Reproduce, word for word, every line starting at the line that contains "Q: Returning coordinates formatted like [307,394], pin" and ending with the final line of the entries.

**Supplied data**:
****

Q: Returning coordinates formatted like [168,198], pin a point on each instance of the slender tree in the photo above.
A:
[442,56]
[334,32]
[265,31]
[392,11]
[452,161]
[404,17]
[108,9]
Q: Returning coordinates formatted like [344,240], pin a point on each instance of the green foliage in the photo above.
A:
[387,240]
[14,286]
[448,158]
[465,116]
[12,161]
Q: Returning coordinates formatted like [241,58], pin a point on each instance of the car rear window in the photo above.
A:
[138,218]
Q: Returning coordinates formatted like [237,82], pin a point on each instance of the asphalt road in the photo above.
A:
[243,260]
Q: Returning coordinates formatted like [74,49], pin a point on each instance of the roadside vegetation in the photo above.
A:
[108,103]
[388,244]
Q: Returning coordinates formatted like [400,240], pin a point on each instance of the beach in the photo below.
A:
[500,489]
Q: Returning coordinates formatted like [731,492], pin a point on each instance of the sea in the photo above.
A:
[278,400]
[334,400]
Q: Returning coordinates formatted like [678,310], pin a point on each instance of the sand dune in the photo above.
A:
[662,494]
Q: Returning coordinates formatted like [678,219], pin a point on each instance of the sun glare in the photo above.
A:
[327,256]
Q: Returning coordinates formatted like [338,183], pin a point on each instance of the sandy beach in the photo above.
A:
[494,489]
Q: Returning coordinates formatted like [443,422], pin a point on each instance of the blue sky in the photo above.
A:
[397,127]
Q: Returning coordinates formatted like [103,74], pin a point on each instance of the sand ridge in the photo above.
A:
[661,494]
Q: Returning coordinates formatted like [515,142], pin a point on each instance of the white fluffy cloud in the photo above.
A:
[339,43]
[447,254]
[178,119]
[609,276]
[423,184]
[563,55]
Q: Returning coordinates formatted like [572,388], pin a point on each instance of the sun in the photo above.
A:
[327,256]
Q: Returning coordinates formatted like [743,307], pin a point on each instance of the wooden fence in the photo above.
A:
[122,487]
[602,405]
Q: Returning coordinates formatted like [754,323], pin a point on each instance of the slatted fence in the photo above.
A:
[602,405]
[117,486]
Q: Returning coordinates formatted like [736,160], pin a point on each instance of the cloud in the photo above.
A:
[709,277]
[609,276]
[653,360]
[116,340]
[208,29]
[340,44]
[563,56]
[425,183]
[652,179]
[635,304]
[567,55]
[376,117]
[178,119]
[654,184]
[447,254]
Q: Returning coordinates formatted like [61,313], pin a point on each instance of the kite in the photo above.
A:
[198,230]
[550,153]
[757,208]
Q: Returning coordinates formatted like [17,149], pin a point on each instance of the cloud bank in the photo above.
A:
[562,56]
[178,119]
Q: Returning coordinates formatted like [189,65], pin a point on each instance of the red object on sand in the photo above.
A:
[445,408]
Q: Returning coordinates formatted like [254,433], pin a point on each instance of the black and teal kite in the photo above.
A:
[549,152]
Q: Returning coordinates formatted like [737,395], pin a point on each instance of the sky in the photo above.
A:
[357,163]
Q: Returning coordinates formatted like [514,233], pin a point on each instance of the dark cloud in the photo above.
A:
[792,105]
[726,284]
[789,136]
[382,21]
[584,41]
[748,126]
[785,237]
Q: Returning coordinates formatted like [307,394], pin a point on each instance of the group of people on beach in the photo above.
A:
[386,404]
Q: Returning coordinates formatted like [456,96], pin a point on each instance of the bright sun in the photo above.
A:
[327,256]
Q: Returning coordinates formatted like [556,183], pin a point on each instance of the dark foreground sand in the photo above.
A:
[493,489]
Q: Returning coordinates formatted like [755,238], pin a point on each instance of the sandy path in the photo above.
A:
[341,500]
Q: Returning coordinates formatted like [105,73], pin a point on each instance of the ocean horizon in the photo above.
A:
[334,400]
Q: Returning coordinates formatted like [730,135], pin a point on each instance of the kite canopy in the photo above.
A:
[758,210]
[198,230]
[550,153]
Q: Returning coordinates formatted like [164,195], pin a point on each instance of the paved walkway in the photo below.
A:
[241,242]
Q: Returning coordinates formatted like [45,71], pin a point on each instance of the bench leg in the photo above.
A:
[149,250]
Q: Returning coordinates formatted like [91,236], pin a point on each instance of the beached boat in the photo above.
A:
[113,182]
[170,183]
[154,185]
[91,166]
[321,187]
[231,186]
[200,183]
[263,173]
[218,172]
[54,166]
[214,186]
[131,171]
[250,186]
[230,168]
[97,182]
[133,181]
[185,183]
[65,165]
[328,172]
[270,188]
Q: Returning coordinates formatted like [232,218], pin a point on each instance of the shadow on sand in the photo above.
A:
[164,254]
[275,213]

****

**Worked solution**:
Q: Returning coordinates formatted like [307,394], pin a point on each instance of the group of people on beach in the photo above.
A:
[386,404]
Q: Returning coordinates formatted like [456,96], pin a point on each instance of the bright sun in the photo above.
A:
[327,256]
Q: Returning coordinates formatted like [556,183], pin a point on each instance of the dark foreground sand in the photo above.
A:
[493,489]
Q: Returning coordinates formatted like [755,238], pin a point on each instance of the sandy path in the photo above.
A:
[341,500]
Q: Returning coordinates formatted like [105,73], pin a point on each instance of the ocean horizon in the photo above.
A:
[334,400]
Q: Returning coordinates formatted like [730,135], pin a point on each instance of the kite canopy in the photo above.
A:
[758,210]
[198,230]
[550,153]
Q: Returning coordinates formatted like [164,195], pin a point on each instance of the paved walkway in the photo below.
A:
[241,242]
Q: Returning coordinates formatted like [45,71], pin a point on each instance of the bench leg in the photo above.
A:
[149,250]
Q: Returning coordinates formatted like [91,236], pin a point on each instance of the beached boat in the photo above.
A:
[113,182]
[170,183]
[154,185]
[91,166]
[321,187]
[231,186]
[200,183]
[263,173]
[218,172]
[54,166]
[214,186]
[131,171]
[250,186]
[230,168]
[97,182]
[133,181]
[185,183]
[65,165]
[328,172]
[270,188]
Q: Returning coordinates formatted like [232,218], pin a point on each instance of the shadow on sand in the photo above.
A:
[164,254]
[275,213]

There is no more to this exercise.